> QUOTED TEXT
Preparing for G8 Summit in Genoa

THE ITALIAN authorities are planning a “ring of steel”, in effect closing the city to the outside world. Railway stations and motorway junctions - and possibly even the city’s airport - will be closed to prevent an estimated 100,000 demonstrators reaching the city. 

A force of up to 20,000 police and troops (against 2000 in Gothenburg) is being trained and is rehearsing scenarios from street battles to terrorist attacks. Europe’s declining steel industry is happy at the prospect getting huge orders to meet the requirement for steel fencing running into several kms. Tear gas and water cannon are being prepared, and helicopters, planes and rooftop squads will back up the huge force on the ground. Fifteen helicopters, four planes, seven naval boats, a fleet of armored vehicles, and satellite surveillance will be pressed into service to put down the protests. A mini-civil war modelled after the Gulf War? Well, look forward for the carnival on July 20.

On the streets of Gothenburg


ON THE streets of Göteborg, where demonstrators of varying stripes crowded beneath sunny skies to decry Bush, his policies and the general growth of American influence over global affairs. 

“I think he should hang himself for the sake of his country,’’ said Lowander. “I don’t like American politics that much anyway, but he’s the worst.’’ 

One group of protesters built a nine-foot-high papier-mache bust of Bush -- wearing a necktie in an American flag motif -- and paraded it through Goteborg’s centuries-old cobbled streets.

“Bush go home,’’ hundreds of protesters chanted, as dozens raised a middle finger in anger before the giant Bush bust.

“He’s been way too radical,’’ said Douglas Ohlsen, a 36-year-old artist-activist who built the effigy along with some friends. “We came to argue with his administration’s foreign policy and economic policy and domestic policy, all of his policies.”

In a decidedly un-presidential greeting, dozens of the demonstrators parted with protocol and dropped their pants to wag bare bottoms toward the luxury hotel where Bush stayed.

“I don’t like the guy, so I’m going to moon him,’’ said Adrian Lowander, a 20-year-old student who traveled 14 hours by train to this Nordic crossroads of half a million people.

“It’s not violent, but it’s an insult,’’ said Lowander. “He’ll understand it.’’(Courtesy: Cox Newspapers)


Spectacular protests against Bush

Police shoots protesters in a “civilised country”

GOTHENBURG, the port city in SW Sweden, literally went up in flames of protest as European anger against Bush erupted there in full force. Spain and Belgium had already set the stage for Gothenburg. But Gothenburg was incomparably superior. Only the focus shifted to the US rejection of Kyoto Protocol and NMD from death penalty in the US, as they figured prominently on the Summit agenda. More than 20,000 protesters – mostly greens but also peace activists and anti-capitalist reds as well as a sizable section of anarchists from all over the continent – fought pitched battles on June 14. The Swedish riot police proved to be no match for them. Their sheer desperation combined with the toughening stance of the Western leaders, increasingly panicky about the street protests coming in waves after waves, resulted in the first ever incident of police firing live bullets on such a demonstration in the socalled civilised world. There was however no outrage in the Western media against this mini-Tiannanmen.

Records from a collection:
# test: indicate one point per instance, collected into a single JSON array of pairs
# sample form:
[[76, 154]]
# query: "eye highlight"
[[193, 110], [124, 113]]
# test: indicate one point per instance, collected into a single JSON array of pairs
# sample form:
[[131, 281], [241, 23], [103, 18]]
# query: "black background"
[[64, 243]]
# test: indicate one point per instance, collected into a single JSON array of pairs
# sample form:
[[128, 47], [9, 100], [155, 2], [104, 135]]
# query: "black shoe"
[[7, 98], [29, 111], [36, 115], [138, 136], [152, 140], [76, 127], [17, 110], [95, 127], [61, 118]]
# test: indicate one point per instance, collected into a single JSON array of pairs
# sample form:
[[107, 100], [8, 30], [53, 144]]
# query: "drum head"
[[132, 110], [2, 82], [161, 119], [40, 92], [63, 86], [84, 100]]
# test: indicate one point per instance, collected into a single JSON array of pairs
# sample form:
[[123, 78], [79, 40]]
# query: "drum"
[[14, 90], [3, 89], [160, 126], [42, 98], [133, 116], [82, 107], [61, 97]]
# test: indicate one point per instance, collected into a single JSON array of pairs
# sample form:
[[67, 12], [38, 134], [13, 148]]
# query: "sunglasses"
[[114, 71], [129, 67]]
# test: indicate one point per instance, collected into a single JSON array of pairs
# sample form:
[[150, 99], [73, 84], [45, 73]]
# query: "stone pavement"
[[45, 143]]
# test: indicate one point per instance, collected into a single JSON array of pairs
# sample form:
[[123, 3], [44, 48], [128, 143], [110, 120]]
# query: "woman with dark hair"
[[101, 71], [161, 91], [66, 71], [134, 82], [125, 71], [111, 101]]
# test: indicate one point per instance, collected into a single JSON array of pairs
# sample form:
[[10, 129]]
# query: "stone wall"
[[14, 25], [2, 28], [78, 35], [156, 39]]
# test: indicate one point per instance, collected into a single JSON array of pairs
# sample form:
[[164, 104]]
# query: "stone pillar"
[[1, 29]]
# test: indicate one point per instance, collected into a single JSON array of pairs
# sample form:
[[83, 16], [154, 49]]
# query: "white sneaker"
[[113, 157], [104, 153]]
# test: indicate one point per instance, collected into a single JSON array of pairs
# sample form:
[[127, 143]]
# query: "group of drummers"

> DIRECTIONS
1 – Edit the article on the Genoa and Gothenburg protests by writing out the stretch from "ON THE streets of Göteborg, where" through "centuries-old cobbled streets." with "sunny skies" replaced by "gray skies".
2 – Answer these questions using the article on the Genoa and Gothenburg protests:
(a) How large a force of police and troops is being trained for Genoa?
(b) How old is Douglas Ohlsen?
(c) On what date did the protesters in Gothenburg fight pitched battles?
3 – Continue the article on the Genoa and Gothenburg protests beyond its final sentence.

> RESULTS OF THE TASKS
1 –
ON THE streets of Göteborg, where demonstrators of varying stripes crowded beneath gray skies to decry Bush, his policies and the general growth of American influence over global affairs. 

“I think he should hang himself for the sake of his country,’’ said Lowander. “I don’t like American politics that much anyway, but he’s the worst.’’ 

One group of protesters built a nine-foot-high papier-mache bust of Bush -- wearing a necktie in an American flag motif -- and paraded it through Goteborg’s centuries-old cobbled streets.

2 –
(a) Up to 20,000 police and troops.
(b) He is 36 years old.
(c) June 14.

3 –
The police did not use tear-gas or water cannon but were issued live bullets and hence they quickly turned trigger-happy. The veneer of democracy was stripped and the claim of civilised handling of demonstrations lay in tatters at, of all places, in Sweden. The police who launched so much terror propaganda among peace-loving Swedes about invasion by “anarchist caravans”, were deliberately “unprepared” for handling the protests without use of force and resorting to firing. The Swedish Radio’s repeated exhortations asking the people not to go anywhere near Gothenburg sounded very much like earthquake warnings. Yet, on the D-day, the police who shot and critically injured three protesters with live bullets said they were unprepared. In the face of mounting criticism, they came up with the strange excuse that they did not have rubber bullets! The anarchists, caring two hoots for increasing mass participation in such rallies, did their best to lend a bad name for such protests among a section who otherwise would support the cause. But the media which criticised the protesters for throwing cobblestones at the police never questioned the latter as to why they let loose attack dogs on the former.

The highhandedness by the Swedish police might have succeeded in preventing the demonstrators from reaching the venue to shut down the event. But they advanced almost to a point one mile from the venue. Moreover, they succeeded in disrupting a dinner schedule for the visiting heads of state at a famous city restaurant which had to be cancelled because of the intensity of the protests and the leaders had to remain huddled inside the venue. Four official delegations attending the Summit had to change their place of stay after the Swedish police expressed their inability to guarantee their mobility in view of the strength of the protesters.

The media lamented that at the end of the day hundreds of protesters and 56 policemen were hurt. Around thousand people were detained. And millions of dollars worth of property damaged. But the real damage was to the credibility of the leaders who had gathered there at the summit. A tough anti-US stance adopted by most of the European heads of state looked a bit tame in comparison with the popular outrage on display outside the venue. But the European leaders had their own share of setback when an Irish referendum, coinciding with the Summit, said a loud No to the Nice Treaty on expanding the European Union to include Poland, Hungary, Czech Republic, Slovenia, Estonia and Cyprus. The Treaty needs to be ratified by all the existing 15 members to come into force. This item was also on the agenda of the Summit. Moreover, Bush too said a firm No to any American rethinking on Kyoto Protocol. Thus, substantially too, the Summit was a flop show.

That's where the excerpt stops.